>> START RECORDS SHOWN

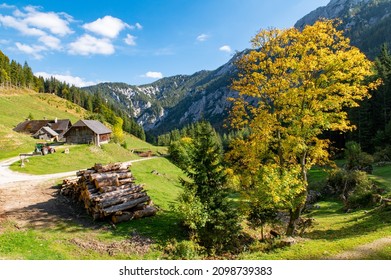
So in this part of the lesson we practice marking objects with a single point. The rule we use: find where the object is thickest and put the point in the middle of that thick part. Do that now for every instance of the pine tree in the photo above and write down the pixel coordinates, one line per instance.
(204, 205)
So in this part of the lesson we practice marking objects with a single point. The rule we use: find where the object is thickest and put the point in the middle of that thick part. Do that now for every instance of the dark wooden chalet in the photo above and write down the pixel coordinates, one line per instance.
(87, 132)
(46, 133)
(35, 128)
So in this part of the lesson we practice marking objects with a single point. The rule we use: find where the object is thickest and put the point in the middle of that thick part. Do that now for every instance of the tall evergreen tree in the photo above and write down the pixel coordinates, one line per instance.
(204, 205)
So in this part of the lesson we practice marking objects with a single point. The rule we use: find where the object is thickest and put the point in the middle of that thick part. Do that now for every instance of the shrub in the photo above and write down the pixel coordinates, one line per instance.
(356, 158)
(383, 154)
(184, 250)
(352, 186)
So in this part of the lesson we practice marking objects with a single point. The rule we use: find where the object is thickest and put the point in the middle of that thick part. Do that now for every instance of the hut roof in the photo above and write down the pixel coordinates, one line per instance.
(96, 126)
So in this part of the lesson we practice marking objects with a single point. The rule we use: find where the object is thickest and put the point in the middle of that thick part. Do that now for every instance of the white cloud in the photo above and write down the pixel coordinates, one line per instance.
(6, 6)
(21, 26)
(51, 42)
(88, 44)
(203, 37)
(130, 40)
(225, 48)
(33, 22)
(108, 26)
(153, 75)
(33, 50)
(50, 21)
(72, 80)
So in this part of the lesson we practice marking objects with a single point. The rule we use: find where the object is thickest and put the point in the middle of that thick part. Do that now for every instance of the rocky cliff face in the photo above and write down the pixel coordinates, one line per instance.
(175, 101)
(366, 22)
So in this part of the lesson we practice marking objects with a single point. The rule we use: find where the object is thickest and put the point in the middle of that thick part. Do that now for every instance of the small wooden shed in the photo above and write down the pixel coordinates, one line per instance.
(46, 133)
(87, 132)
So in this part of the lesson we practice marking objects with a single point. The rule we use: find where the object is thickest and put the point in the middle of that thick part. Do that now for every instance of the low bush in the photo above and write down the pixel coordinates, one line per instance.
(352, 186)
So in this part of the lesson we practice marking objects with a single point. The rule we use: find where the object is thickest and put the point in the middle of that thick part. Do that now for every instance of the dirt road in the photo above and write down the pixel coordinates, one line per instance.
(33, 199)
(9, 176)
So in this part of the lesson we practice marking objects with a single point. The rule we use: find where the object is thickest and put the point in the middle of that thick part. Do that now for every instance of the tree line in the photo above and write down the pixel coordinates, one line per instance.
(13, 74)
(295, 87)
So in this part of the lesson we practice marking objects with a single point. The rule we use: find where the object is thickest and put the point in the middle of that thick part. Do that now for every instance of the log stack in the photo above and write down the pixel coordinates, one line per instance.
(109, 191)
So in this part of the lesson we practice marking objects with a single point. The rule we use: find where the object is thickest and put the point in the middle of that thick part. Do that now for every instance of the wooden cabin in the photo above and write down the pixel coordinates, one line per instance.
(36, 128)
(88, 132)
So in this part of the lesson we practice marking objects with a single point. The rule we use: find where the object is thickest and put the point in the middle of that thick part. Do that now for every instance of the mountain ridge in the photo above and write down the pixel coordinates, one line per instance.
(176, 101)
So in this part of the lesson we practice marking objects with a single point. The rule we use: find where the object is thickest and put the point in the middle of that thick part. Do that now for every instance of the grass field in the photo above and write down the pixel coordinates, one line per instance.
(17, 105)
(62, 240)
(334, 230)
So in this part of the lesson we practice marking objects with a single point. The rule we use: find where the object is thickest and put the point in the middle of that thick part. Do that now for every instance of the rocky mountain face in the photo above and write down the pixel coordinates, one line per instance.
(179, 100)
(366, 22)
(175, 101)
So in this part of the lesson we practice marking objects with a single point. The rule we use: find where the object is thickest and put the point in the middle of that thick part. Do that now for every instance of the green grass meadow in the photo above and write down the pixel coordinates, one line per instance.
(81, 238)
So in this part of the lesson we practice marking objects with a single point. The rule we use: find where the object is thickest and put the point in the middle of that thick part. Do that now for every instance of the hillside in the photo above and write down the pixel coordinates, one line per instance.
(173, 102)
(367, 22)
(17, 104)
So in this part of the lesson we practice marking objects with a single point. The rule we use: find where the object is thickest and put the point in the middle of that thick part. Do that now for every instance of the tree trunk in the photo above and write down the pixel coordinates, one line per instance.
(294, 215)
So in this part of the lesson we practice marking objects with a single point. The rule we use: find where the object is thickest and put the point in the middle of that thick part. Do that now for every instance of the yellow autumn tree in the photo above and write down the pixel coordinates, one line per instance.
(293, 86)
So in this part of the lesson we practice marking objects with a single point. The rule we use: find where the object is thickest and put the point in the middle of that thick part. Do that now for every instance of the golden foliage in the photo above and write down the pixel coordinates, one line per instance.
(293, 86)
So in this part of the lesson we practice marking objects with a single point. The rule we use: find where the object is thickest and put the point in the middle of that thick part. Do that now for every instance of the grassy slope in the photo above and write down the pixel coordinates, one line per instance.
(333, 233)
(16, 105)
(56, 242)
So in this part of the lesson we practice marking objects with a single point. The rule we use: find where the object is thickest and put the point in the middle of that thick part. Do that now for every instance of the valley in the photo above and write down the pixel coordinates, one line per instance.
(281, 153)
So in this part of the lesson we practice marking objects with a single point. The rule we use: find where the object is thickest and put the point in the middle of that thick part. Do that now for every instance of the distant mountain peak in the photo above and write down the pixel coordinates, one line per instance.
(366, 22)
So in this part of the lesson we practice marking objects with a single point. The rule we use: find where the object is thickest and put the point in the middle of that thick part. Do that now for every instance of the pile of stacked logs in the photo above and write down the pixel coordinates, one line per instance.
(109, 191)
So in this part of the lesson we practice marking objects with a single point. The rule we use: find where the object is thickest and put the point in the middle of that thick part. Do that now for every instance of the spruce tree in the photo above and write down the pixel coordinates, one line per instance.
(204, 206)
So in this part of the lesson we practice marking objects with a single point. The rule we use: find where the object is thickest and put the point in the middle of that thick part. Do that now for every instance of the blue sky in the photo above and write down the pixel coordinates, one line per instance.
(136, 41)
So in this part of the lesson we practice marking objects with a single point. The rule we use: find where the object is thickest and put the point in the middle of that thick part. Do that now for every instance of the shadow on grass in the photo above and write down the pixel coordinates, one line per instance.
(356, 223)
(62, 214)
(160, 228)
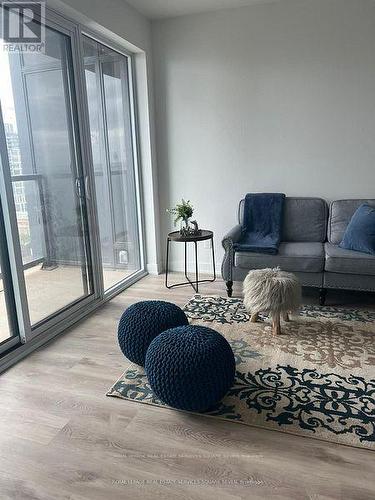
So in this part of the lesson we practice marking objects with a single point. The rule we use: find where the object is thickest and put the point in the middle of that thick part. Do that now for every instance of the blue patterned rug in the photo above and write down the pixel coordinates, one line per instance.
(317, 379)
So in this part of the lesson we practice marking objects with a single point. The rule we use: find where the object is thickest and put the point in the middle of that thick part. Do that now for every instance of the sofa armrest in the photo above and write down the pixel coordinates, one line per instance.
(228, 241)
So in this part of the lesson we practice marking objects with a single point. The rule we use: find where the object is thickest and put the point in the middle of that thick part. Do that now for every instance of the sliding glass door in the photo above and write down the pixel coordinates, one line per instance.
(70, 234)
(44, 171)
(108, 94)
(8, 324)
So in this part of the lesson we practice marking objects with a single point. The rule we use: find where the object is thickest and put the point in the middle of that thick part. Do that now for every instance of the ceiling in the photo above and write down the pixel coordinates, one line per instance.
(158, 9)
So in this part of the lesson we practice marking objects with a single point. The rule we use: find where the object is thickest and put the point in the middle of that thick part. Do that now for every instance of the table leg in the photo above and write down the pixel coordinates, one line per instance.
(213, 258)
(196, 267)
(167, 264)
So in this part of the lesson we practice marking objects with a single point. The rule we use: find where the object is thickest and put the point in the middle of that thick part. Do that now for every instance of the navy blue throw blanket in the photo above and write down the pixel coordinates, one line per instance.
(263, 215)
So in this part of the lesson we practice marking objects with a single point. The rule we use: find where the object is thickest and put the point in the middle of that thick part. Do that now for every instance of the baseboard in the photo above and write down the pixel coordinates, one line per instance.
(153, 269)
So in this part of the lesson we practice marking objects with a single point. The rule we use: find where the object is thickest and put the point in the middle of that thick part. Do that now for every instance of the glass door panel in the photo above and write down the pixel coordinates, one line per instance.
(39, 118)
(107, 85)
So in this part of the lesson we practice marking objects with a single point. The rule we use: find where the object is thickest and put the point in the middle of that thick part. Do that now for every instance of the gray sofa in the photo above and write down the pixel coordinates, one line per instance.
(309, 248)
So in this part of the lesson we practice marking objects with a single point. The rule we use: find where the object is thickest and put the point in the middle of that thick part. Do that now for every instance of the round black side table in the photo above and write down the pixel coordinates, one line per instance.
(202, 236)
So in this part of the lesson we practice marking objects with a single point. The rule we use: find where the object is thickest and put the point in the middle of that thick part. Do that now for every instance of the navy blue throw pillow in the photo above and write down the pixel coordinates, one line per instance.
(360, 233)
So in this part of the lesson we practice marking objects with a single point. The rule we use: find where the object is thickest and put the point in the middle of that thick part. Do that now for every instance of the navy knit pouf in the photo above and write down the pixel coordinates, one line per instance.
(190, 368)
(142, 322)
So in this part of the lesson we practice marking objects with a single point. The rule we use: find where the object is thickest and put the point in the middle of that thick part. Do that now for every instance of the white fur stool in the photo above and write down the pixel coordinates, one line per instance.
(271, 291)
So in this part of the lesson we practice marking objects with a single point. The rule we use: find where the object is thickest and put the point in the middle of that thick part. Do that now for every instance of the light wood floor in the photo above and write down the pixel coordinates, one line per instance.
(62, 438)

>> END RECORDS SHOWN

EXERCISE DIRECTIONS —
Starting from the line with "blue throw pillow" and ending with the final line of the data, quote every line exactly, both ends included.

RESPONSE —
So in this part of the lesson we practice marking objects with a single point. The rule we use: find where the object is thickest and put the point in the middle of that thick part. Do that now for every instance of the navy blue throw pillow in the photo above and write down the pixel coordinates, one line per instance.
(360, 233)
So in this part of the lesson we practice marking objects with a single point. The rule we use: find where the object is thickest and put the point in the middle of that thick part. Do that now for every instance of the navy knit pouf in the photo above and write down the pixel coordinates, one line per instance.
(190, 368)
(142, 322)
So in this part of the lesson we practice marking objects with a single point. The rule we use: find where the object is thickest and put the point in the middle of that thick part. Do that now for every instance of the white fur stool in the photo above and write down the pixel coordinates, one line per instance.
(271, 291)
So in this part of the lesson we practice marking objects with a single point. The rule we use: find where the object is thickest and put the point in the middle of that thick part. Do that now for every instance of the light wood floor in the photo above and write down the pixel coordinates, one line per instance.
(62, 438)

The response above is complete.